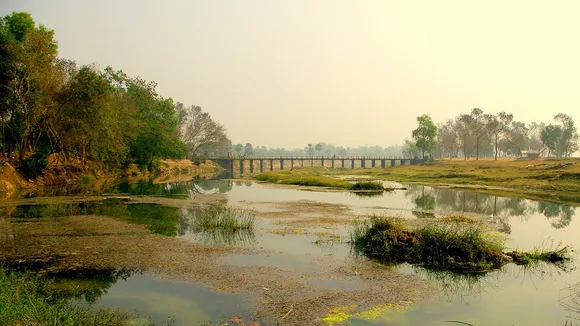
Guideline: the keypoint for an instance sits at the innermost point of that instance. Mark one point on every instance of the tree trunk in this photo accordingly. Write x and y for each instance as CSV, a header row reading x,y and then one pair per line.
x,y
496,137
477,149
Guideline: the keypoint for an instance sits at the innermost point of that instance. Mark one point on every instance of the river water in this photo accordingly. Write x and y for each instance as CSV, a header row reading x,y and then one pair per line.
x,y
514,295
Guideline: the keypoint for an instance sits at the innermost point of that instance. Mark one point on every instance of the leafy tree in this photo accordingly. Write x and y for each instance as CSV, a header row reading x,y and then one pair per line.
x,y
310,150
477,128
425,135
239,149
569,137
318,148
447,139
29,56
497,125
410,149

################

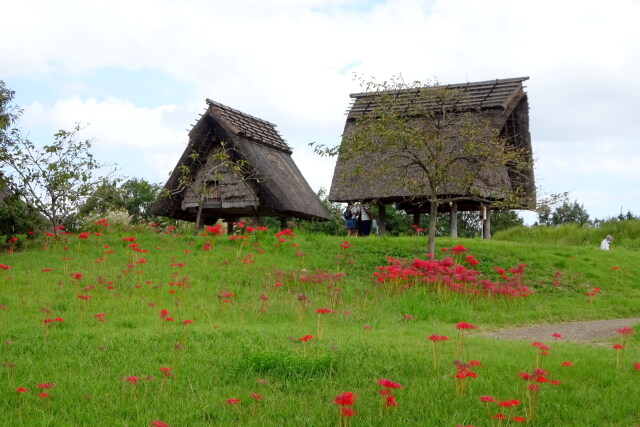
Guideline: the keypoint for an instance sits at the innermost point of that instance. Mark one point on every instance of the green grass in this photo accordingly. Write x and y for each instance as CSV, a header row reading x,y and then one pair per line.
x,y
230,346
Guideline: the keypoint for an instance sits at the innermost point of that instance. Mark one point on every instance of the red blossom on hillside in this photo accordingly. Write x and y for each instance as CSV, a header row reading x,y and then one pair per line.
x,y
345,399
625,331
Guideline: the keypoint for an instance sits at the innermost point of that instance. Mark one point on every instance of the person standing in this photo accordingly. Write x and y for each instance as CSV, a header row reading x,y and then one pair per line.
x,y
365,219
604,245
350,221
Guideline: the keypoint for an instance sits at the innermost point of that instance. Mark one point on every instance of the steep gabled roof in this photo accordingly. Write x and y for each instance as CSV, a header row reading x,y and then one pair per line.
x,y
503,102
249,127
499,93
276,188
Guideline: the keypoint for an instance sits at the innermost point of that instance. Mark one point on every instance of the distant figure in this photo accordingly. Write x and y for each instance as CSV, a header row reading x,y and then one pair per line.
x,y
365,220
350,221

################

Tally the lines of the material above that contain the string "tree", and reply with that count alone.

2